ウクライナの戦場で負傷した将兵2人、帰属する国で命運分かれる
(CNN) ウクライナの戦場で、ウクライナ軍とロシア軍それぞれに所属する将兵2人が負傷した。負傷者に対する両軍の扱いの違いから、2人に訪れた結果は極めて対照的なものとなった。CNNの記者が取材した。
ウクライナ南部ザポリージャ州の戦線上空を飛行するドローン(無人機)の映像。緑の草地に、車両の轍(わだち)や砲弾によるものとみられる無数の穴が映っている。ドローンは轍の中に横たわる兵士1人を発見した。
この兵士はウクライナ軍に所属するセルヒーさんで自身の部隊とはぐれ、砲撃で胸と脚を負傷していた。ボディーカメラの映像で、傷口から出血しているのが確認できる。

**作業指示:**
• A. 負傷兵の記事のうち、「ウクライナ南部ザポリージャ州」から始まり「出血しているのが確認できる。」までの部分を一字一句そのまま出力してください。
• B. 負傷兵の記事について、次の各記述が本文と一致するかを「はい」か「いいえ」で答え、判断の根拠となる本文の語句をそのまま引用してください。(i) セルヒーさんはロシア軍に所属していた。(ii) セルヒーさんは砲撃で胸と脚を負傷していた。(iii) ドローンはザポリージャ州の戦線上空を飛行していた。

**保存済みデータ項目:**

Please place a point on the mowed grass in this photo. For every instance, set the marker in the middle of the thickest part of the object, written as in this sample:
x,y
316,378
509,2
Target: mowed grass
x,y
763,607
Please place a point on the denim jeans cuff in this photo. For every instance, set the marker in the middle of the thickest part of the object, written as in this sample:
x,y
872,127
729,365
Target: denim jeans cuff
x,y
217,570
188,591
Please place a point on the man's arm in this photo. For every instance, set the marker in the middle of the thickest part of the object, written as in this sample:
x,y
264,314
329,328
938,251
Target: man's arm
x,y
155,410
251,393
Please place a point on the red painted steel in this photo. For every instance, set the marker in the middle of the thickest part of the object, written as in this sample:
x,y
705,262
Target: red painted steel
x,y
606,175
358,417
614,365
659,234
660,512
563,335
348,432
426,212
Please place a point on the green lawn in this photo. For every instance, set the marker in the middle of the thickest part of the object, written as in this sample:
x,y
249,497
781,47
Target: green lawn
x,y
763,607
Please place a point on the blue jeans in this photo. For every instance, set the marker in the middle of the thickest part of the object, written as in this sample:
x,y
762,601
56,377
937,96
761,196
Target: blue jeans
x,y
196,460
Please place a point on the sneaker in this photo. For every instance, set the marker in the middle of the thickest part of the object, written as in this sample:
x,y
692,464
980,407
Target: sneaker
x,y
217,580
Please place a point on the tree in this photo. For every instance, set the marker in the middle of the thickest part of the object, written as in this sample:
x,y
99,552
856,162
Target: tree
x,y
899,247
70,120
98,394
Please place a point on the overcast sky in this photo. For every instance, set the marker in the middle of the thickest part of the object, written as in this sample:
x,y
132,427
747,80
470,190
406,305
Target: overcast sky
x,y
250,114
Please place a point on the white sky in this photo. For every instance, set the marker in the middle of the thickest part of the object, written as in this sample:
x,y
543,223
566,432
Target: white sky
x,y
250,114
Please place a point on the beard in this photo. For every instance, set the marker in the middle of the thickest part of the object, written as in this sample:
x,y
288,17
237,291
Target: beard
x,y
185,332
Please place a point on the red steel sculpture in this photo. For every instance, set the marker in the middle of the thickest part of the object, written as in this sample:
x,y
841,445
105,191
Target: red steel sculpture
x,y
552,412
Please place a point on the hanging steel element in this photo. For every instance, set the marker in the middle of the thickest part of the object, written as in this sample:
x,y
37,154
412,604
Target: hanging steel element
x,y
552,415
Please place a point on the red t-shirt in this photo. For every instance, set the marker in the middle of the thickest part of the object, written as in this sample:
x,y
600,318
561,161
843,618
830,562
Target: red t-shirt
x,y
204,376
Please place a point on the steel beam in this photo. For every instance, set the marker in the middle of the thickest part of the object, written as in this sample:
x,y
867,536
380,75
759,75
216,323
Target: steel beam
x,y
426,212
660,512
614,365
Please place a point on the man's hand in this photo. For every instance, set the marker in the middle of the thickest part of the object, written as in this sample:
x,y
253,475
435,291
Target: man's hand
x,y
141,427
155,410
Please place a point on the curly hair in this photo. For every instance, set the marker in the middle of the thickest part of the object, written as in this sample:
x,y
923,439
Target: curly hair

**模範解答:**
• A.
ウクライナ南部ザポリージャ州の戦線上空を飛行するドローン(無人機)の映像。緑の草地に、車両の轍(わだち)や砲弾によるものとみられる無数の穴が映っている。ドローンは轍の中に横たわる兵士1人を発見した。
この兵士はウクライナ軍に所属するセルヒーさんで自身の部隊とはぐれ、砲撃で胸と脚を負傷していた。ボディーカメラの映像で、傷口から出血しているのが確認できる。

• B.
(i) いいえ:「この兵士はウクライナ軍に所属するセルヒーさん」
(ii) はい:「砲撃で胸と脚を負傷していた」
(iii) はい:「ウクライナ南部ザポリージャ州の戦線上空を飛行するドローン」